▶ [Kayıtlı Veriler]:
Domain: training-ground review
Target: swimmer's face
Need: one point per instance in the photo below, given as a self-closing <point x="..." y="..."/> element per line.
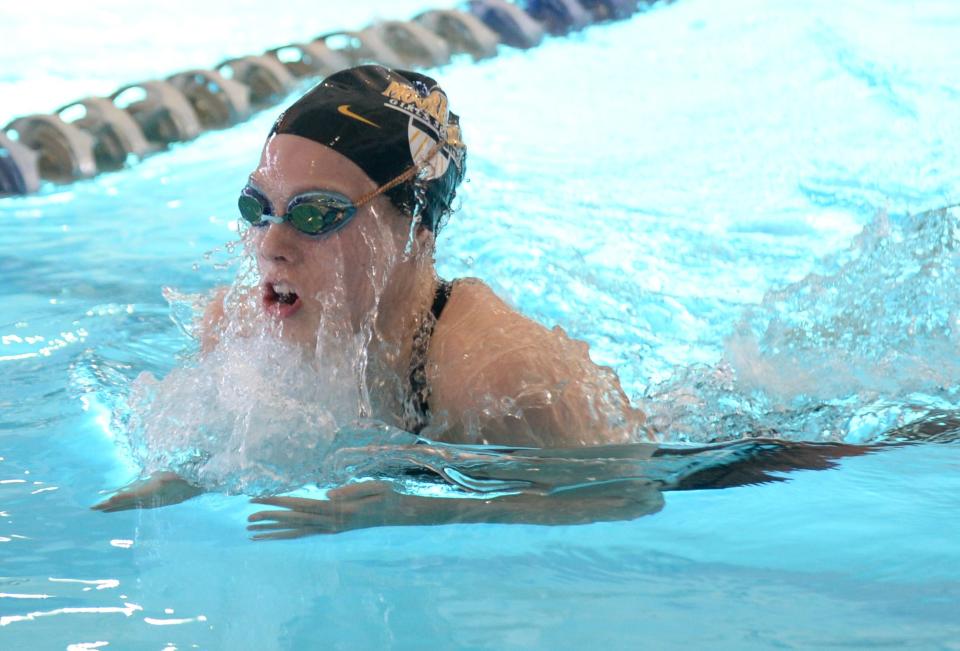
<point x="328" y="282"/>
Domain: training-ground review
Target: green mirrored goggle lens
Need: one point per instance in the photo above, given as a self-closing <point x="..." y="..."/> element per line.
<point x="313" y="213"/>
<point x="315" y="217"/>
<point x="250" y="209"/>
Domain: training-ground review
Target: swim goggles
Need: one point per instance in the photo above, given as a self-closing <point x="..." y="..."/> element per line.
<point x="313" y="213"/>
<point x="319" y="212"/>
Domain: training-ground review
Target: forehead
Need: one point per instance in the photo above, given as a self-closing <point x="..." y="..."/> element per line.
<point x="291" y="165"/>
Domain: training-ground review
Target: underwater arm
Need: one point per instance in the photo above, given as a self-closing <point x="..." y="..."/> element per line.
<point x="159" y="489"/>
<point x="377" y="504"/>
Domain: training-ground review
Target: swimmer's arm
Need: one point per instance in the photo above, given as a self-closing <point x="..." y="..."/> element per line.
<point x="554" y="401"/>
<point x="376" y="504"/>
<point x="159" y="489"/>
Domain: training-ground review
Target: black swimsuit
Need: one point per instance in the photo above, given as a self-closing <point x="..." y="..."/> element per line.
<point x="417" y="406"/>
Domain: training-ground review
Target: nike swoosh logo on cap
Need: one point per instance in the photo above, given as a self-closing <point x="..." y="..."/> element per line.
<point x="344" y="109"/>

▶ [Yapılacak İş]: Yukarıdaki öğelerde "swimmer" dizesini içeren satırların hepsini topla ve her birini olduğu gibi kopyala.

▶ [Görev Yanıtı]:
Target: swimmer's face
Target: swimmer's arm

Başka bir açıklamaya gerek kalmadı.